Rewrite everything from the line containing "Q: Identify one point on each instance of the front fork." down to the end of the records, requests included, offsetting every answer coordinate by 140 and leaving the format samples unchanged.

Data extract:

____

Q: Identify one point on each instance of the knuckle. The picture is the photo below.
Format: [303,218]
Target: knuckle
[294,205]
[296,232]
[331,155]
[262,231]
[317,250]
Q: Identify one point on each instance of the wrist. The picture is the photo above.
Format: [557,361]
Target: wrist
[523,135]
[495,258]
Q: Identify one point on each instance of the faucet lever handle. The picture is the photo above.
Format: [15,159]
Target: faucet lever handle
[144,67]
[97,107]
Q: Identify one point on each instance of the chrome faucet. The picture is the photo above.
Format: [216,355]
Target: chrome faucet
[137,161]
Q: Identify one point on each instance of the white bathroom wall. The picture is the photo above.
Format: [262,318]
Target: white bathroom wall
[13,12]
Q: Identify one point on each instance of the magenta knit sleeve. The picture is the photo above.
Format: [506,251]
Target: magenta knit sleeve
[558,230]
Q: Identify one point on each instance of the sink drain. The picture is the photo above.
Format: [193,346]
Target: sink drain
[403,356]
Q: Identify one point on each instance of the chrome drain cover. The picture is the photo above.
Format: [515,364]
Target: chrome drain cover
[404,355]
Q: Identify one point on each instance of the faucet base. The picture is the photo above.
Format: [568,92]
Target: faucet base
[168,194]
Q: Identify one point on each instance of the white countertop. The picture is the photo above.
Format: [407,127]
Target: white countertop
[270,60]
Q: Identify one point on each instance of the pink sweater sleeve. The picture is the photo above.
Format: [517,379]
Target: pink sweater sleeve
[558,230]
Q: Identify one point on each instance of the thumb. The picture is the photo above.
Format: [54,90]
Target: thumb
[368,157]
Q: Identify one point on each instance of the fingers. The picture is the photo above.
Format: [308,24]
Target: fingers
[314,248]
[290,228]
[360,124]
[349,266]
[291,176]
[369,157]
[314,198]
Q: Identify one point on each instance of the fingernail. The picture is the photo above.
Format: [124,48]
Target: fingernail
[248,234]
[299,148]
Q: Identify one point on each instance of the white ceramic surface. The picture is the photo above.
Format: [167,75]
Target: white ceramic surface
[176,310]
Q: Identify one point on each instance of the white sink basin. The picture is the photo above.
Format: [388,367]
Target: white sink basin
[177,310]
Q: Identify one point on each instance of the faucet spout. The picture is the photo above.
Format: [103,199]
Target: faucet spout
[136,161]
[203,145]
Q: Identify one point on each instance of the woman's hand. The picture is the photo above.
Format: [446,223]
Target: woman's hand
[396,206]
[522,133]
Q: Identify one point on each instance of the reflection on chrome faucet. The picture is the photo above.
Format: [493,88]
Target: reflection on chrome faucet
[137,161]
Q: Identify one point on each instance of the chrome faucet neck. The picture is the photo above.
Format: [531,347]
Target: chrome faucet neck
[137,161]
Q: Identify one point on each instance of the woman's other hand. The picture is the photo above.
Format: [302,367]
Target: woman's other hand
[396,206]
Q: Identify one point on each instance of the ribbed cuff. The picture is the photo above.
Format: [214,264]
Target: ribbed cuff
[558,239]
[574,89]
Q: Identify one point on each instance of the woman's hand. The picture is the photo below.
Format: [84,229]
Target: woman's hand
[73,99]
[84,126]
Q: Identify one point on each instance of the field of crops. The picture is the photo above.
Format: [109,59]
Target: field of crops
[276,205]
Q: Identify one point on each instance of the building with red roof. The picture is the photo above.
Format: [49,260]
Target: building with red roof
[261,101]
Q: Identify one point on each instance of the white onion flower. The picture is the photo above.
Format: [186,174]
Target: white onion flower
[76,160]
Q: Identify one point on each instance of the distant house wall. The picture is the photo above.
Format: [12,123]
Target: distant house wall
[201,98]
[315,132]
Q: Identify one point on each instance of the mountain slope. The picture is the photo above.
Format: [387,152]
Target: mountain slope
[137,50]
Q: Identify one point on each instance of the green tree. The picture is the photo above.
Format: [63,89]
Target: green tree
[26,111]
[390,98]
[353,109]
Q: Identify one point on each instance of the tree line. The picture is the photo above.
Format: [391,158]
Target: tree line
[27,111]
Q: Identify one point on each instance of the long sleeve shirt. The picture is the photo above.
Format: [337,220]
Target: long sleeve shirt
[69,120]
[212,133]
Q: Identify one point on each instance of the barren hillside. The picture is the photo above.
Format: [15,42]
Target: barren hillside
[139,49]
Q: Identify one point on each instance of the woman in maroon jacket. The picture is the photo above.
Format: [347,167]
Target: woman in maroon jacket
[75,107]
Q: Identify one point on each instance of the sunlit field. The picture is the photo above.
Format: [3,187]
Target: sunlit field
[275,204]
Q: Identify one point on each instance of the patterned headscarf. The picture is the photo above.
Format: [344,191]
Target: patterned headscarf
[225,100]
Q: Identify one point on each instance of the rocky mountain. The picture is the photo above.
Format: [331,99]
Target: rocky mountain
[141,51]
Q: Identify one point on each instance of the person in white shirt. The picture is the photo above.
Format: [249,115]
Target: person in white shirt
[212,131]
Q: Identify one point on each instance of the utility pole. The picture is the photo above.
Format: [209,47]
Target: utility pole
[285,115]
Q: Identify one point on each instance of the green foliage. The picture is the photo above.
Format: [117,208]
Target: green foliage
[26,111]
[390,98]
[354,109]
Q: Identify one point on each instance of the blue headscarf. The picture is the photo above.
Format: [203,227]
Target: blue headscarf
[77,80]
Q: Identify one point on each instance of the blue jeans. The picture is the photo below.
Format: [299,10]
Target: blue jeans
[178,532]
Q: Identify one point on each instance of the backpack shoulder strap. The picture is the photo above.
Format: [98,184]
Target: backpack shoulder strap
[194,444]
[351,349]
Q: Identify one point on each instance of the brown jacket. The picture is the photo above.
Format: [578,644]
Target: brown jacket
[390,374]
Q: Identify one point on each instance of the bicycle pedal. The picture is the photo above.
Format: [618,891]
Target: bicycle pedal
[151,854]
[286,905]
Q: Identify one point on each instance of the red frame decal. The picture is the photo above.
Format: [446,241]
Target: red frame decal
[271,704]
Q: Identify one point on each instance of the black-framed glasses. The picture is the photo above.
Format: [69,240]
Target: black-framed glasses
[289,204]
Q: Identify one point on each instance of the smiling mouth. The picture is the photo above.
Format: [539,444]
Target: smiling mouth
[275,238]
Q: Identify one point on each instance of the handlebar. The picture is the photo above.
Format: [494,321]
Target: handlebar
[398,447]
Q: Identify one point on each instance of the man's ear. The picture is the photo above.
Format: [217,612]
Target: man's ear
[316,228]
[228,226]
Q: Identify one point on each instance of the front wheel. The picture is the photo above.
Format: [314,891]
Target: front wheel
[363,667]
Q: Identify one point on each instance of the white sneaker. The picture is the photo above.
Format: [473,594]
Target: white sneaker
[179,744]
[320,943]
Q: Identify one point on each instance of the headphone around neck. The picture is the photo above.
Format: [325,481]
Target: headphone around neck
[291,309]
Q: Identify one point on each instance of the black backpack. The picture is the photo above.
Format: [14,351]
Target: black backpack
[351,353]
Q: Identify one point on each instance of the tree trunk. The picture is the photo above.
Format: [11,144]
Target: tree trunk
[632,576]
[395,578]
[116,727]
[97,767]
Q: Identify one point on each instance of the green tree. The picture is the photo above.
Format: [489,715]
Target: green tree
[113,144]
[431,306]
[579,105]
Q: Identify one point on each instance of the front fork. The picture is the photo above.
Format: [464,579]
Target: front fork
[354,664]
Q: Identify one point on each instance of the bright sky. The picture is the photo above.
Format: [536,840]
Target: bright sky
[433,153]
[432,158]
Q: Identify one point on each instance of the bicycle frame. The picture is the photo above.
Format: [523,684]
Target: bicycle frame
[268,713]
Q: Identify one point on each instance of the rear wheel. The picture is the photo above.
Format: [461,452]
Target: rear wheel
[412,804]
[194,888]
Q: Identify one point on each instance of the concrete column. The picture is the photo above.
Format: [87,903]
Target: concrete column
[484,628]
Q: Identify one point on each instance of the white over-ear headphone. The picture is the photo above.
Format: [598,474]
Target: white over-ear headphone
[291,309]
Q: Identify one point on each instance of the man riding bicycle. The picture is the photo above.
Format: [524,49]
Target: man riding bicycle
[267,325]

____

Task answer:
Q: Identify one point on each instance of the front fork. The picture is the photo above.
Format: [464,579]
Target: front fork
[494,804]
Q: Identify one point on each instance of the bright sky. The picture is the photo above.
Format: [536,840]
Target: bright sky
[573,293]
[572,298]
Q: Identify one point on each instance of the bicycle frame. The picture is the photo above.
Format: [523,684]
Target: bicycle frame
[408,853]
Q: Identify one point on each instance of the rear wheel. The picture is the photo above.
Format: [461,452]
Target: rear wheel
[552,944]
[334,1028]
Q: Identify one point on each instance of the concrete column. The picture is the photo above.
Format: [87,903]
Target: concrete column
[624,768]
Q: Identify one point on each instance of the white over-ear headphone. The picture is the photo above.
Format: [598,474]
Target: white over-ear headphone
[431,449]
Q: Identify one point on each instance of the man riding bicycle. The picture is the photo above.
Format: [524,49]
Target: man riding bicycle
[407,465]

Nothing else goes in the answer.